## [Text passage]
──────────

Counterpoint: noun The melody added as accompaniment to a given melody… in which melodies are thus combined.

Fothblog: Counterpoint

Wednesday 17 February 2010

Week 4: Programme, Event, Gesture

Key Readings:


This week, another set of texts which are very pertinent to the current design studio. Currently we are continuing our study of Cours Julien in Marseille, and some point soon will start to design pieces to test our ideas and the tectonic language that we are developing. As yet we have no idea as to what programme these will have, and may indeed be without programme. However, the ideas of Tschumi seem to us a good starting point for thinking about programme and event in our design. His belief that architects always have their own agenda is very relevant here, and when the time comes for us to think about the programme for our projects, we will not be able to have a passive attitude towards programme. Koolhaas' idea of the city as a programme is also of interest - does Marseille have a programme? It could be said with some certainty that areas of Marseille have a very distinct agenda - we recently found a French term for the inhabitants of our study area, Bobos - bourgeois bohemian - which describes the community's agenda quite well.

In the Manhattan Transcripts, ice skaters, tightrope walkers and military battalions overlap, creating a richly layered programmatic or event space. We believe that the nature of Cours Julien is heterotopic (using Lefebvre's definition of the term). This can already be seen in an investigation into the site's music scene, but its events and programmes also give weight to this argument. Some of those which we aim to record in our constructed site drawings:

- The first balloon ride across the Mediterranean, which took flight from La Pleine in 1899
- The collapse of a pioneering concrete bridge at Rue d'Aubagne in 1867
- The diurnal, weekly, and annual rhythms of Cours Julien
- Santa's sleigh meets a jazz trio, with cats sleeping on cars underground

Stan Allen's ideas on drawing and notation are very interesting in relation to our work as designers. The drawings below (and at the top of this blog) make attempts at temporal and anticipatory drawings of projects. I think that we can learn quite a lot from landscape architects, who have to consider the life and growth cycles of plants in their design work - it is an aim that I have had for a while now, to develop this multi-perspectival temporal drawing, moving through a landscape scheme across the seasons.

──────────

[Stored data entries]
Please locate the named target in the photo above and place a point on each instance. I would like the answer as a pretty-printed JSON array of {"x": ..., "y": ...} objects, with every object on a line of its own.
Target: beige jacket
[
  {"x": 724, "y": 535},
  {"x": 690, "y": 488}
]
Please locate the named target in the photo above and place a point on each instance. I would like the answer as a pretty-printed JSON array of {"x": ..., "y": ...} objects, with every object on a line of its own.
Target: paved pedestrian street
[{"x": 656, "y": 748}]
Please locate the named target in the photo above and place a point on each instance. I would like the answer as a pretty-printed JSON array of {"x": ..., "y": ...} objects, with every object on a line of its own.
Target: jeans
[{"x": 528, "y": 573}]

──────────

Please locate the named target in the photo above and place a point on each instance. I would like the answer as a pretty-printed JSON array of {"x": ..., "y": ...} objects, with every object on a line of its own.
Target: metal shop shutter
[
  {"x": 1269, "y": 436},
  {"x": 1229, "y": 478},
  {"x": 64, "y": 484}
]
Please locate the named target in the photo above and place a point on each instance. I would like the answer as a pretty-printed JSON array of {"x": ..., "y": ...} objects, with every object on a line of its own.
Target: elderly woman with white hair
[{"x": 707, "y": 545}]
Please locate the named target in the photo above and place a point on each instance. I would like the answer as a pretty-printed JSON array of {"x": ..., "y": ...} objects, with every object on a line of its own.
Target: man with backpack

──────────

## [Tasks to perform]
(A) Retype the section of the Counterpoint blog post that begins with the words containing "- The first" and ends with "across the seasons.".
(B) In the Counterpoint blog post, what French term did the writers find for the inhabitants of their study area?

## [Responses per task]
(A)
- The first balloon ride across the Mediterranean, which took flight from La Pleine in 1899
- The collapse of a pioneering concrete bridge at Rue d'Aubagne in 1867
- The diurnal, weekly, and annual rhythms of Cours Julien
- Santa's sleigh meets a jazz trio, with cats sleeping on cars underground

Stan Allen's ideas on drawing and notation are very interesting in relation to our work as designers. The drawings below (and at the top of this blog) make attempts at temporal and anticipatory drawings of projects. I think that we can learn quite a lot from landscape architects, who have to consider the life and growth cycles of plants in their design work - it is an aim that I have had for a while now, to develop this multi-perspectival temporal drawing, moving through a landscape scheme across the seasons.

(B) Bobos, meaning bourgeois bohemian.